● **Tasks to complete**:
- A) In the excerpt on Peskov's interview, what did Peskov say would expand in proportion to further Ukrainian strikes on Russian territory?
- B) Carry on the excerpt about Peskov's interview past its final sentence.

● **Page extract**:
● ● ● ● ●
Conditions for Ending the War
Asked what it would take for Russia to agree to peace, Peskov tied the answer to what he described as a need for a “buffer zone” along Russia’s border with Ukraine, one that he said would expand in proportion to further Ukrainian strikes on Russian territory. He said Ukrainian President Volodymyr Zelensky could end the war by withdrawing troops from Donbas and formally acknowledging Russian control over the regions Moscow claims, stating that “the next day the war will be over” if that decision were made. He also questioned Zelensky’s legitimacy as Ukraine’s president, a claim Ukrainian officials and Western governments have rejected, noting that Ukraine’s constitution suspends elections during martial law, which has been in effect since Russia’s 2022 invasion.
Peskov’s Message to Europe
Toward the end of the interview, Peskov was asked to summarize his message to European audiences directly. He offered what he called four points: that Russia is not a source of danger to Europe, that Europe needs to listen to Russia’s concerns, that ignoring those concerns will create problems, and that Europe should renew dialogue with Russia “as soon as possible,” describing Moscow as “open,” “flexible,” and “ready.” He contrasted the current generation of European leaders unfavorably with Trump, whom he described as someone who “prefers to solve problems and to solve problems by talking,” a trait he said aligns with Russia’s own approach even when the two sides disagree.
● ● ● ● ●
● **Raw data**:
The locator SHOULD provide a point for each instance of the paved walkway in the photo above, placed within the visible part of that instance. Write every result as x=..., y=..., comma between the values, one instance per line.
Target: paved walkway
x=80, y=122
● ● ● ● ●
● **Response list**:
- A) A "buffer zone" along Russia's border with Ukraine.

- B)
Independent Verification and Context
Die Weltwoche, the Swiss outlet that conducted the interview, published it on July 7, 2026. Russian state news agency TASS separately reported on the interview’s contents the same day, framing Peskov’s remarks around Europe’s “worst mistake,” the Konstantinovka claim, and the nuclear escalation comments as the central takeaways, which aligns with the sections of the interview Peskov himself appeared to emphasize. None of Peskov’s claims regarding the 2022 Istanbul negotiations, the battlefield situation in Donbas, or Zelensky’s legitimacy have been independently verified by Western governments, and Ukrainian officials have consistently disputed the Kremlin’s characterization of the war’s origins and the status of Russian-occupied territory. Russia’s formal nuclear doctrine, updated in 2024, sets out conditions for nuclear use tied to threats against the sovereignty and territorial integrity of Russia and its ally Belarus, a broader formulation than the strictly existential threshold Peskov described in the interview.
What Comes Next
Peskov’s comments arrive against the backdrop of intensifying drone warfare reaching deep into Russian territory, continued Russian advances in eastern Ukraine, and a NATO summit in Ankara where European governments have been discussing further increases to defense spending and joint arms production with the United States. Whether Peskov’s remarks reflect an actual shift in Russian nuclear posture or a restatement of long-standing doctrine delivered for a European audience remains a matter of interpretation. What is clear from the interview itself is that the Kremlin is continuing to frame nuclear use as a response reserved strictly for threats to the Russian state’s existence, while simultaneously describing the war in Ukraine, and the broader confrontation with Europe, in increasingly expansive terms.